**WHAT TO PRODUCE:**
Start at the first line below and write out everything verbatim except the pictures.

**WORKING DATA:**

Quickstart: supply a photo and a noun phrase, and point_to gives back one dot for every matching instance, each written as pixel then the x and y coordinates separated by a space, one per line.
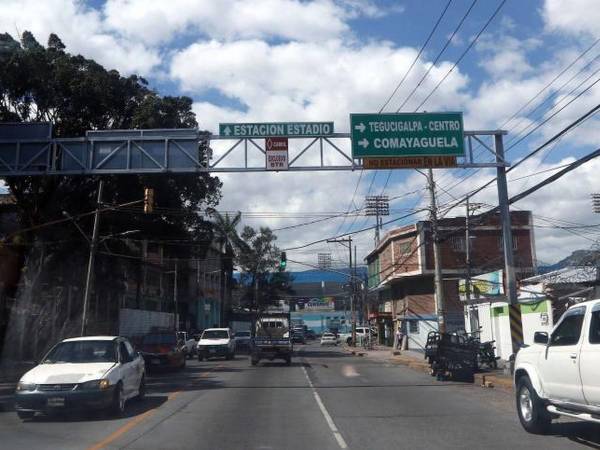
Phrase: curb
pixel 492 381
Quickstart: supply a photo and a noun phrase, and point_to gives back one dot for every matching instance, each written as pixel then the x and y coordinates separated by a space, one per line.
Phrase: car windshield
pixel 215 334
pixel 159 339
pixel 82 352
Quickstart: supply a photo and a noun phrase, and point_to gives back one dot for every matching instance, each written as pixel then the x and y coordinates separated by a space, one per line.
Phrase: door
pixel 137 363
pixel 127 369
pixel 589 362
pixel 559 363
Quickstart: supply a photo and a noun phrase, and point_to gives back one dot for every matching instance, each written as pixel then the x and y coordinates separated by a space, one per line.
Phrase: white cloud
pixel 158 21
pixel 572 16
pixel 81 29
pixel 305 80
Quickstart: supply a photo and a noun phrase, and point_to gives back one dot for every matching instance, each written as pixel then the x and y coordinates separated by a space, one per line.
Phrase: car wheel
pixel 117 408
pixel 25 414
pixel 531 409
pixel 142 388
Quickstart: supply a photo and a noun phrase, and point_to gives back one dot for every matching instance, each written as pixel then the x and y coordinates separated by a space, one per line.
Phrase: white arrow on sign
pixel 360 127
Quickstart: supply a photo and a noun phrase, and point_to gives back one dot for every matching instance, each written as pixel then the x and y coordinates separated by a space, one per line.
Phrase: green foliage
pixel 77 94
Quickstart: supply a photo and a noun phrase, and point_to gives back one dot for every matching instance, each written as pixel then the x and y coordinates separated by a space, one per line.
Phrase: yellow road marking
pixel 139 419
pixel 124 429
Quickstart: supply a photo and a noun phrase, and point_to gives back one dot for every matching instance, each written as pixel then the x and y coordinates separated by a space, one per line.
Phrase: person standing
pixel 399 337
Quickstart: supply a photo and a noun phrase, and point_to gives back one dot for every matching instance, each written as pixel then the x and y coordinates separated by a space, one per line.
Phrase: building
pixel 401 270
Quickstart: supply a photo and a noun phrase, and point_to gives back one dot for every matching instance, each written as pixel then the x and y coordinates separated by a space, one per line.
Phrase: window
pixel 125 356
pixel 413 327
pixel 515 242
pixel 595 326
pixel 404 248
pixel 458 243
pixel 569 330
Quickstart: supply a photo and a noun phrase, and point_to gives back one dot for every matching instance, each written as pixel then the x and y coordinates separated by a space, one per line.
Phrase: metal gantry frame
pixel 188 151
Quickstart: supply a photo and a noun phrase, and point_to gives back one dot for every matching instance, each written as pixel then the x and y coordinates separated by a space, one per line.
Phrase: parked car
pixel 95 372
pixel 187 343
pixel 310 335
pixel 559 375
pixel 216 342
pixel 298 335
pixel 161 351
pixel 242 340
pixel 361 332
pixel 329 339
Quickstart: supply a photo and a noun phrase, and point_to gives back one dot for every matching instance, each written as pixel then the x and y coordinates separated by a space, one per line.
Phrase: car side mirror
pixel 540 337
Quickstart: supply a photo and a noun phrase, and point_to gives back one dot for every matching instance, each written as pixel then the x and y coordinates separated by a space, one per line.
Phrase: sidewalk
pixel 416 361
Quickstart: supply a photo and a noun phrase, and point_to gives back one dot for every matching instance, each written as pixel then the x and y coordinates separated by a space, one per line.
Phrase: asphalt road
pixel 326 400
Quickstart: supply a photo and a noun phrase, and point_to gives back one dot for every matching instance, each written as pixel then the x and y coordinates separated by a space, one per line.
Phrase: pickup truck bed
pixel 560 373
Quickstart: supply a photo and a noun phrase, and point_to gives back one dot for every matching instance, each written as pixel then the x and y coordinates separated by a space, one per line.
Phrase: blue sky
pixel 282 60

**WRITTEN RESPONSE:**
Quickstart: supply a photo and a noun phrase, and point_to gives back one dot for every matching instance, each written as pixel then the x and y coordinates separated by a space, one per line.
Phrase: curb
pixel 492 381
Quickstart: supply a photo and a noun phrase, and point_to gives back one dot for every matching instance, each written as pixel then the x and y coordinates separated by a space, one per line.
Phrase: car windshield
pixel 215 334
pixel 159 339
pixel 82 352
Quickstart: supply a photo and a noun phrase, and point_to gives back one dot for every matching instance, each written as pixel then the x and y coordinates separated by a space, one per line.
Phrase: door
pixel 137 363
pixel 127 369
pixel 589 362
pixel 559 363
Quickstart: supply a photo and a noun phrase, and point_to gives back one dot for every matching instance, each written as pixel then the x and y coordinates separated by a space, one per line.
Phrase: white cloud
pixel 158 21
pixel 572 16
pixel 81 29
pixel 305 80
Quickstart: supply a photo and a noun phrase, and point_to gives back one dot for every matching instance, each written as pixel then the x and y coordinates separated by a space, one per line.
Phrase: car wheel
pixel 117 408
pixel 25 414
pixel 531 409
pixel 142 388
Quickstart: supply a photo and a noun phrase, and point_to gives back one dot for every matching instance, each written as pixel then the x and y coordinates separated by a space, one per line.
Phrase: white arrow on sign
pixel 360 127
Quickstart: supply a photo and a noun phrase, and point_to gives back one dot for every matching instance, each written as pixel then the x and y coordinates separated by a space, one per line.
Phrase: green foliage
pixel 77 94
Quickstart: supply a photo and a noun phrase, and point_to gives back one dot for every matching instance, each written as pixel then the x and y coordinates separated by a space, one per line.
Phrase: yellow road marking
pixel 139 419
pixel 124 429
Quickstart: supply a photo and a noun phrase, and point_to gives back one dot for every matching instance, each written as pixel then the x and y coordinates separated by a space, one per line.
Phrase: person standing
pixel 399 337
Quickstart: supply a photo and a noun phrase, and point_to gives back one dot for every matching instance, each written as pixel then the x and y coordinates separated by a space, one per line.
Phrase: building
pixel 401 270
Quickstart: supply a photo and a noun phrase, and point_to gives back one dot for every matching instance, each written as pixel then the x and y coordinates separated by a space, one per line.
Phrase: window
pixel 125 356
pixel 413 327
pixel 515 242
pixel 595 326
pixel 404 248
pixel 458 243
pixel 569 330
Quickstart: supply a photo and a noun phrase, and point_to gives back one dot for every matching instance, each written as pixel then the x and y coordinates separated by a space, one per line.
Phrase: metal gantry frame
pixel 188 151
Quickstart: supply a photo and a noun phrase, and point_to gives back one dot for every matching instance, each written as pixel then the x and y coordinates separated by a space, one per line.
Phrase: parked car
pixel 95 372
pixel 187 343
pixel 310 335
pixel 559 375
pixel 216 342
pixel 298 335
pixel 161 351
pixel 242 340
pixel 361 332
pixel 329 339
Quickstart: supply a photo and a noun phrase, and point_to gives back one dot for every matching instance, each written as pixel then the x and y coordinates separated by a space, one per line.
Phrase: car side mirror
pixel 540 337
Quickstart: supply a photo and a noun phrase, and point_to gives back one dot for every matching instance, each written as pixel then the x and y coordinates separated by a space, one per line.
Phrase: sidewalk
pixel 416 361
Quickstart: supply a photo and a noun phrase, and point_to gives back one dot for every matching instance, each written as pixel then the x and y coordinates separated by a space, one per line.
Phrase: asphalt road
pixel 326 400
Quickstart: supply a photo and a noun phrase, and point_to gives back one dot for every matching instance, each written as pixel then the x and y coordinates separated by a space, one per line.
Phrase: pickup truck bed
pixel 560 373
Quickstart: supply a photo and a noun phrase, and point_to gives back one dot for every matching instance, each written as pixel then the x and y coordinates separated by a space, one per line.
Phrase: blue sky
pixel 282 60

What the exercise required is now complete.